みちろう

仮面/ペルソナのみちろうのレビュー・感想・評価

仮面/ペルソナ(1967年製作の映画)
4.4
ある日突然喋らなくなった女優エリザベートの介護を任された看護師アルマ。都会から離れ、海のそばにある別荘に2人きりで療養することになるが次第に2人の関係性が変化していく。

ホラー映画顔負けの不気味なオープニングから始まるこの映画、何が起こるのかと身構えてたものの意外と平穏な感じに物語は進んでいった。

最初は患者と看護師だった立場が徐々に相談相手、親友、恋人と密接したものになっていくまでは微笑ましく思てきたけど、ある出来事をきっかけに2人が対立した所から現実と妄想が交差していきお互いを洗脳し合うようなやり取りが続いた末に2人は1つになる、といった難解な展開に困惑する。

同一人物だったっていうオチなのか、答えはわからないけど主人公の2人がお互いの過去を見つめ直し内に秘めた心情が見えていくのがなんともおもしろかった。

映像表現こそは難しく考えさせられるけど物語はシンプルでわかりやすい。登場人物はほぼ2人、背景は家かゴツゴツした岩の並ぶ海辺くらいしか主に出てこない質素な構成。そこからトラウマ、愛、不安など人間が心に抱える重たくて深みのある様々なものを感じ取らせるような内容がけっこう印象に残る。

• _抜粋した行_:

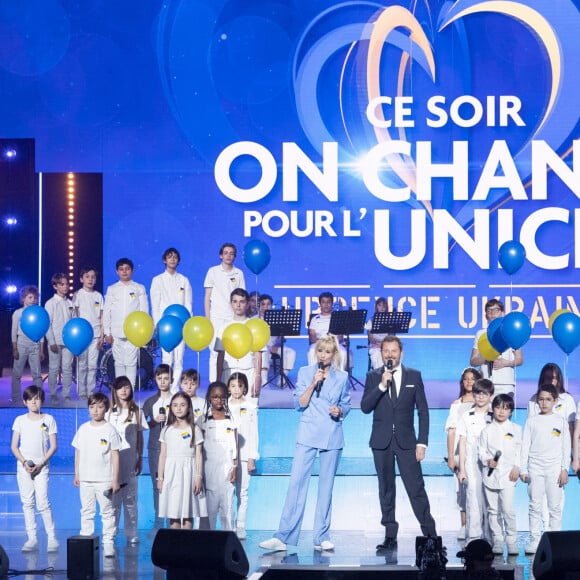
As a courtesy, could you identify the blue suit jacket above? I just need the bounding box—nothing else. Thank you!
[360,365,429,449]
[294,364,350,449]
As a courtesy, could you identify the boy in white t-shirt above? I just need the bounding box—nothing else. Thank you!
[11,385,58,552]
[73,267,105,400]
[72,393,121,558]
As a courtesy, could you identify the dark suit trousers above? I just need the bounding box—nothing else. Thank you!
[373,437,437,538]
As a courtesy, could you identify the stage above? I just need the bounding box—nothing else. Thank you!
[0,376,580,578]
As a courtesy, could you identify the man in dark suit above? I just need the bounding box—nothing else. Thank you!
[360,336,437,550]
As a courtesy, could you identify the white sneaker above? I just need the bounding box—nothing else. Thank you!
[491,543,503,555]
[46,536,60,552]
[525,541,538,554]
[314,540,334,552]
[258,538,286,552]
[22,538,38,552]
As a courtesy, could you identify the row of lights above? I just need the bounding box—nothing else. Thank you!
[66,173,76,297]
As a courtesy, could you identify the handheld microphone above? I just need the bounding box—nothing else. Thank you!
[26,459,36,479]
[314,363,324,397]
[103,483,127,499]
[387,359,393,389]
[487,449,501,477]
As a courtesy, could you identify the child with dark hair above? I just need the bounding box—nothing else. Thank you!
[528,363,576,437]
[11,385,58,552]
[457,379,493,541]
[107,377,149,545]
[150,248,193,393]
[520,385,571,554]
[181,369,205,421]
[12,286,44,405]
[228,373,260,540]
[479,394,522,555]
[72,393,121,558]
[201,381,239,530]
[143,364,172,528]
[157,392,207,530]
[103,258,149,385]
[445,367,481,540]
[44,272,74,405]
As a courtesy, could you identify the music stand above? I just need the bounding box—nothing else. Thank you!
[371,312,411,334]
[264,310,302,389]
[328,310,367,389]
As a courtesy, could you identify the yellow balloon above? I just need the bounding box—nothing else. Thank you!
[183,316,213,352]
[222,322,252,359]
[123,311,155,348]
[548,308,570,333]
[246,318,270,352]
[477,332,499,361]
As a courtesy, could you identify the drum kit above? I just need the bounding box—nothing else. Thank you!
[96,339,159,391]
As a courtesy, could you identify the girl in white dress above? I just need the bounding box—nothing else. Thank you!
[157,392,207,529]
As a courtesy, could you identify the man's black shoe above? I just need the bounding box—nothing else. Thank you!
[377,538,397,550]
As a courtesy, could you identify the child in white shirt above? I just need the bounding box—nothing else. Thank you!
[479,394,522,555]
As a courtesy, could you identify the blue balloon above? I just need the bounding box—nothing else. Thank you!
[163,304,191,325]
[62,318,95,356]
[498,240,526,276]
[552,312,580,354]
[244,240,270,274]
[487,317,509,353]
[157,314,183,352]
[501,312,532,350]
[20,304,50,342]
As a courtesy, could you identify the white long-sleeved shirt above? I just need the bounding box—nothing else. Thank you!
[203,264,246,319]
[149,271,193,325]
[73,288,105,338]
[103,280,149,338]
[478,420,522,489]
[11,308,44,346]
[520,413,571,473]
[44,294,74,346]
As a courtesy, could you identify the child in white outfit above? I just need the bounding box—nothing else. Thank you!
[202,381,239,531]
[157,392,207,530]
[520,385,571,554]
[107,377,149,545]
[73,267,105,399]
[479,394,522,555]
[11,385,58,552]
[72,393,121,558]
[12,286,44,405]
[228,373,260,540]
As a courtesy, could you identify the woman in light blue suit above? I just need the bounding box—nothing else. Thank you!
[260,334,350,551]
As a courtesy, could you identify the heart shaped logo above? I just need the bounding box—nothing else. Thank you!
[294,0,580,224]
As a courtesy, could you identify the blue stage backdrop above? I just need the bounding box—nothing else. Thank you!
[0,0,580,380]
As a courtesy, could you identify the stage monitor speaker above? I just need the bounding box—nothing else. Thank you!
[66,536,101,580]
[532,532,580,580]
[151,529,250,580]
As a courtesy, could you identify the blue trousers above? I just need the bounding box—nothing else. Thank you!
[274,443,342,546]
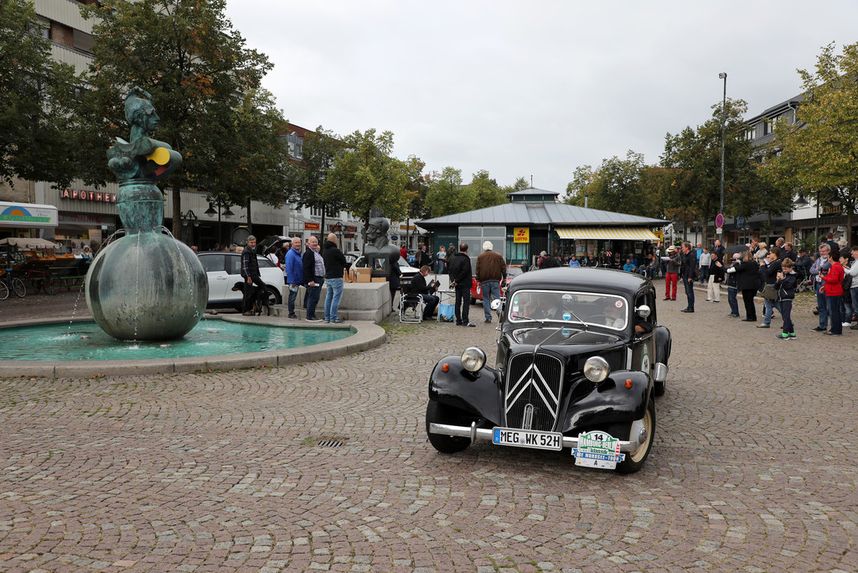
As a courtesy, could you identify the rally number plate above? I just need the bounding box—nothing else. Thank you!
[492,428,563,451]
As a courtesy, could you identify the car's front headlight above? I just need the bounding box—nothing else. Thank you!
[584,356,611,384]
[462,346,486,372]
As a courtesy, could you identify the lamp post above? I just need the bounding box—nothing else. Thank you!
[205,198,235,248]
[718,72,727,221]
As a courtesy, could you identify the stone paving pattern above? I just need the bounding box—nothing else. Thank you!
[0,286,858,573]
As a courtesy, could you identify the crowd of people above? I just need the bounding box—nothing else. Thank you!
[660,234,858,340]
[236,233,348,324]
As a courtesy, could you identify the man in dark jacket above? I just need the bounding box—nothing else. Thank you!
[679,242,699,312]
[322,233,346,323]
[301,235,325,322]
[447,243,477,327]
[408,265,439,320]
[241,235,266,316]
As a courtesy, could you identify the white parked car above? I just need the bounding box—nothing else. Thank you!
[199,252,286,310]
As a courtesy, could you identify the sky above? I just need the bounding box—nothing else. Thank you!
[227,0,858,193]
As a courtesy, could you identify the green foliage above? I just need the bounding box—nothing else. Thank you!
[468,169,506,209]
[81,0,271,233]
[0,0,78,186]
[426,167,474,217]
[761,43,858,233]
[321,129,409,223]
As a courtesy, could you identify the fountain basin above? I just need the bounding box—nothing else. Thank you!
[0,316,385,378]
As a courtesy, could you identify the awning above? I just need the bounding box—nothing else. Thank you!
[555,227,659,241]
[0,201,57,229]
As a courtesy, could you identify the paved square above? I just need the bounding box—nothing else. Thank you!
[0,294,858,572]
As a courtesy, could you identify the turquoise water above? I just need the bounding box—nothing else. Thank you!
[0,320,353,361]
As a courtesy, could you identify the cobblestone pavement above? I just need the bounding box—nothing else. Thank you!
[0,286,858,572]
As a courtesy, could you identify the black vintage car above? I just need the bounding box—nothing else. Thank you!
[426,268,671,473]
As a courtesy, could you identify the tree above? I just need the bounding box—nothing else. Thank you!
[210,88,295,229]
[469,169,506,209]
[321,129,409,225]
[761,43,858,240]
[0,0,77,186]
[81,0,271,235]
[563,165,596,207]
[426,167,474,217]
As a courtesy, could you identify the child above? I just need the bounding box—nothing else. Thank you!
[775,257,798,340]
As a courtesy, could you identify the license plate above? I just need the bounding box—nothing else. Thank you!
[492,428,563,451]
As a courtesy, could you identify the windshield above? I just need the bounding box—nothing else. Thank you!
[508,290,629,330]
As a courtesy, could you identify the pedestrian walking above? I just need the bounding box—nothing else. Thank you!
[447,243,476,326]
[477,241,506,324]
[775,257,798,340]
[301,235,325,322]
[679,242,699,312]
[322,233,348,323]
[241,235,267,316]
[285,237,304,318]
[664,245,681,300]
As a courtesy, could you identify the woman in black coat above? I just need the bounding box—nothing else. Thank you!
[736,251,760,322]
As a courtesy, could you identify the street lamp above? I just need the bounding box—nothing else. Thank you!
[718,72,727,223]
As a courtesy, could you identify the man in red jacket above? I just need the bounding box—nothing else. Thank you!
[819,257,846,336]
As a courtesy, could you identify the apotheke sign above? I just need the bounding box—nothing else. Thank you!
[60,189,116,203]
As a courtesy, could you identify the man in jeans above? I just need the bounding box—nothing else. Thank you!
[477,241,506,324]
[301,235,325,322]
[447,243,477,327]
[322,233,346,323]
[286,237,304,318]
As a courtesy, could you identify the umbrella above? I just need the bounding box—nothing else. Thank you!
[0,237,58,249]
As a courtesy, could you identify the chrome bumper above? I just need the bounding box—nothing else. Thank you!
[429,420,646,452]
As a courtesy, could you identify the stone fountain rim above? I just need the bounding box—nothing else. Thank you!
[0,316,386,379]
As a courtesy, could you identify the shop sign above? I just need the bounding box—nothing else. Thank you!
[60,189,116,203]
[0,201,57,228]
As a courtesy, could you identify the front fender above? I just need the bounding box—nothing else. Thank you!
[563,370,652,437]
[429,356,503,425]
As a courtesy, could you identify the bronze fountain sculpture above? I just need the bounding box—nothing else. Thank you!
[85,88,208,340]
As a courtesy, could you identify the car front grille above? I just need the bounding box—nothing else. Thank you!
[504,352,563,432]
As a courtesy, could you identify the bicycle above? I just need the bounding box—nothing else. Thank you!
[0,267,27,300]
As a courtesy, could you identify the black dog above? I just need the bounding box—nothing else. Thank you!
[232,281,271,316]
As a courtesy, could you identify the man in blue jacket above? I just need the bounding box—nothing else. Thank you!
[285,237,304,318]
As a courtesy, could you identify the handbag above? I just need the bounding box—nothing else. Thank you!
[438,303,456,322]
[760,285,778,300]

• _課題内容_: 映画レビューのうち、「仮面/ペルソナ(1967年製作の映画)」を含む語句で始まり「な感じに物語は進んでいった。」で終わる部分を、「別荘」を「山荘」に置き換えて書き直してください。

• _解答_:
仮面/ペルソナ(1967年製作の映画)
4.4
ある日突然喋らなくなった女優エリザベートの介護を任された看護師アルマ。都会から離れ、海のそばにある山荘に2人きりで療養することになるが次第に2人の関係性が変化していく。

ホラー映画顔負けの不気味なオープニングから始まるこの映画、何が起こるのかと身構えてたものの意外と平穏な感じに物語は進んでいった。